» STATED TASK
Convert every line of the listing below into a numbered list, omitting any blank lines.

Dataset entries
◆ ◆ ◆ ◆ ◆
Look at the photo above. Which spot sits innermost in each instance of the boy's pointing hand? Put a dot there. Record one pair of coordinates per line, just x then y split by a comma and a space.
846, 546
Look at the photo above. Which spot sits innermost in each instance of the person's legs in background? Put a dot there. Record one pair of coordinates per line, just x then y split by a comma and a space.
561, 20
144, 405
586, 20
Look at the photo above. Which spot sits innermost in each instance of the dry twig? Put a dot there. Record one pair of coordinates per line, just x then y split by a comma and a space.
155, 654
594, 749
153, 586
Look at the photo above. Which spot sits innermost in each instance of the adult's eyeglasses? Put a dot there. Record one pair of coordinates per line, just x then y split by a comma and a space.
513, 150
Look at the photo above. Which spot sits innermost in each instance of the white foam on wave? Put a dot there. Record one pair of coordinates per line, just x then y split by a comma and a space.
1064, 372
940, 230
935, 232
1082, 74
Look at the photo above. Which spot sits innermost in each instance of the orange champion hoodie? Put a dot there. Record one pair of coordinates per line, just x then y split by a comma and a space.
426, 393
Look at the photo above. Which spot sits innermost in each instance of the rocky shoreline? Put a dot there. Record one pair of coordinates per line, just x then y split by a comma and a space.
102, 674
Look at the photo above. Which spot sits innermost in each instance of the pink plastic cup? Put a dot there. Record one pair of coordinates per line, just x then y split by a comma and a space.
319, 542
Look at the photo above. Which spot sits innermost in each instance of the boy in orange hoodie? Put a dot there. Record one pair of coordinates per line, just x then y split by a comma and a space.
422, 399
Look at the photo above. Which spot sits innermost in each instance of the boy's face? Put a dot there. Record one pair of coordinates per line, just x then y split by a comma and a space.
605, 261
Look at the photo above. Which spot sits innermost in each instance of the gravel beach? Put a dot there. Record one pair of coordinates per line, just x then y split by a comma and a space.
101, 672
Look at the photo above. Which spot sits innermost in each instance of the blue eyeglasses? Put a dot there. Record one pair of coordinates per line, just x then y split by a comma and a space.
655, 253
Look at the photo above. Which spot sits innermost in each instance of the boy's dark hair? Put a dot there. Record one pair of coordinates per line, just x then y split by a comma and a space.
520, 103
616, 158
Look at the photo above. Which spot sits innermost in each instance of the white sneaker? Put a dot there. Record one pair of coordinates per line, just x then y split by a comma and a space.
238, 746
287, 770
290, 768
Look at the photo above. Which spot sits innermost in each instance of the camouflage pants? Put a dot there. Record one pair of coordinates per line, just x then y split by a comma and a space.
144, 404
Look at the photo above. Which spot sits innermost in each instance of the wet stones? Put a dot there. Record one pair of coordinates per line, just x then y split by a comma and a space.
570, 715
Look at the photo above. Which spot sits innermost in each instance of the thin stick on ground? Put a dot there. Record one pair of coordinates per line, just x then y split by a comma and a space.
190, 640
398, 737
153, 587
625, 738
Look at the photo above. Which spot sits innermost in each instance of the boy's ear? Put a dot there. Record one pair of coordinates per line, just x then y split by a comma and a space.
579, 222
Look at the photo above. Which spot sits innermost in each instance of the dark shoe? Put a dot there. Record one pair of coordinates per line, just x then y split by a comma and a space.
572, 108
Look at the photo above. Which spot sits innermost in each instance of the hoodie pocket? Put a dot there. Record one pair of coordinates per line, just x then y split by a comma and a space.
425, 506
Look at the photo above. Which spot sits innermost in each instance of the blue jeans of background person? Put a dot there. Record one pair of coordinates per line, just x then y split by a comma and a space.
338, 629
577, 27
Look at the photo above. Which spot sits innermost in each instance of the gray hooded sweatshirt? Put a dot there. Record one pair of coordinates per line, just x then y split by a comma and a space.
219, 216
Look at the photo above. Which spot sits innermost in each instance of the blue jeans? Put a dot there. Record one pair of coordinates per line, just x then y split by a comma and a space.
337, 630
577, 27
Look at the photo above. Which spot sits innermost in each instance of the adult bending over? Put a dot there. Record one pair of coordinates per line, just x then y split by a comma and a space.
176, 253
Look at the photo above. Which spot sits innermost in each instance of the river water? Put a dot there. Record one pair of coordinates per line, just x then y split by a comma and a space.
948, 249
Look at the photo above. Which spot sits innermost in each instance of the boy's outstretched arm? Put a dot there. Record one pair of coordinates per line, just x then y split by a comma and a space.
◆ ◆ ◆ ◆ ◆
» FULL ANSWER
1. Look at the photo above. Which spot sits innermost in each instance of the boy's pointing hand? Put a dot there. Record one pair of coordinates per line, just x then y split by a comma and a space.
2. 846, 546
3. Look at the photo above. Which spot sits innermost in each instance of the person's legs in background? Put a dot there. Record one pair of coordinates per line, just x then y split by a comma and a space.
4. 561, 20
5. 144, 405
6. 586, 20
7. Look at the photo above. Which spot sits innermost in each instance of the dry twig? Put a dot there. Record one pair of coordinates per line, just x then y split by a comma and a space.
8. 155, 654
9. 594, 749
10. 153, 586
11. Look at the photo above. Which spot sits innermost in each instance of the adult's eyeglasses? Put a dot there. Record one pair of coordinates per line, just x then y split by a comma and a space.
12. 513, 150
13. Look at the photo above. Which spot sits innermost in each instance of the white foam on wave? Put a dot there. Record one pair of coordinates per line, just x then y split by a comma and a space.
14. 1064, 372
15. 940, 230
16. 935, 232
17. 1082, 74
18. Look at the photo above. Which spot sits innermost in each instance of the orange champion hoodie? Put a dot there. Record one pair of coordinates per line, just x then y split by a comma and a space.
19. 426, 393
20. Look at the photo above. Which spot sits innermost in each instance of the rocky shoreline? Put a dot there. Record one pair of coordinates per line, just x then y split by a comma and a space.
21. 102, 674
22. Look at the photo above. Which spot sits innermost in each instance of the pink plastic cup? Put a dot there. Record one pair of coordinates per line, just x then y split by a comma and a space.
23. 319, 542
24. Look at the photo above. Which spot sits innermost in each instance of the boy in orange hoodie? Put a dot there. Record one pair of coordinates per line, just x then y split by a comma and a space.
25. 422, 399
26. Look at the photo above. Which spot sits innermost in each instance of the boy's face? Put a dot there. Record one pair of coordinates per line, just x then y split by a comma and a space.
27. 605, 261
28. Look at the photo above. Which spot sits innermost in each instance of the gravel beach? Put a dot there. Record one pair of coordinates per line, just x then y split by a comma and a space.
29. 101, 672
30. Look at the photo above. Which spot sits innermost in each instance of the blue eyeglasses? Put a dot there. Record one pair of coordinates per line, just x then y split by a comma and a space.
31. 655, 253
32. Look at the photo above. Which spot sits innermost in each instance of the boy's dark hair? Put a dot there. Record one pair of coordinates per line, just x then y split by a comma and a space.
33. 520, 103
34. 616, 158
35. Look at the photo above. Which spot sits innermost in each instance of the white sneaker? Put a dot there. Record one pair of coordinates per line, just x then y split by a comma and a space.
36. 238, 746
37. 287, 770
38. 290, 768
39. Look at the photo above. Which spot sits innermost in each instance of the camouflage pants? Put a dot there. Record one pair of coordinates per line, just x then y split by a comma and a space.
40. 144, 404
41. Look at the photo above. Which spot sits innermost in each instance of the wet stones? Put a dot there. Record one pair of coordinates per line, just x then y split by a comma and a space.
42. 570, 715
43. Look at the photo above. Which spot sits innermost in each instance of the thin stick on ground? Put a dot there. Record one pair of coordinates per line, just x then y split by a comma and a space.
44. 190, 640
45. 398, 737
46. 153, 587
47. 625, 738
48. Look at the photo above. Which spot sits innermost in each instance of the boy's ear? Put a dot there. Record one pair of coordinates per line, just x then y split by a comma and a space.
49. 579, 222
50. Look at the photo above. Which spot sits innermost in each instance of the dark shoe? Put a dot there. Record one pair of coordinates per line, just x then y split by a comma and a space.
51. 572, 108
52. Look at the photo above. Which spot sits innermost in each instance of the hoodie pocket? Put a dot there. Record one pair of coordinates per line, just x then y split by a comma and a space.
53. 425, 506
54. Look at the photo above. Which spot sits innermost in each instance of the blue jeans of background person? Put a dot there. Record one pair of coordinates per line, just x then y split by a comma and a space.
55. 338, 629
56. 577, 27
57. Look at the photo above. Which spot sits innermost in each instance of the gray hooded sweatshirt? Put a dot there. Record one pair of coordinates per line, just x then y split by a comma and a space.
58. 219, 216
59. Look at the photo above. Which spot sits innermost in each instance of the blue jeans? Put a dot there. Record one pair of coordinates per line, just x then y split by a comma and a space.
60. 337, 630
61. 577, 27
62. Look at the photo above. Which spot sits innermost in each instance of the adult bending over? Put a dot there. Record one pair of coordinates per line, just x then y split by a comma and a space.
63. 176, 253
64. Look at the photo above. Which spot sits innermost in each instance of the river water? Put a dot there. Record one pair of coordinates per line, just x then y split by a comma and a space.
65. 948, 249
66. Look at the photo above. Which spot sits innermost in each instance of the boy's outstretched arm? Put a dot there. Record one pair of coordinates per line, just x then y split by a comma and a space.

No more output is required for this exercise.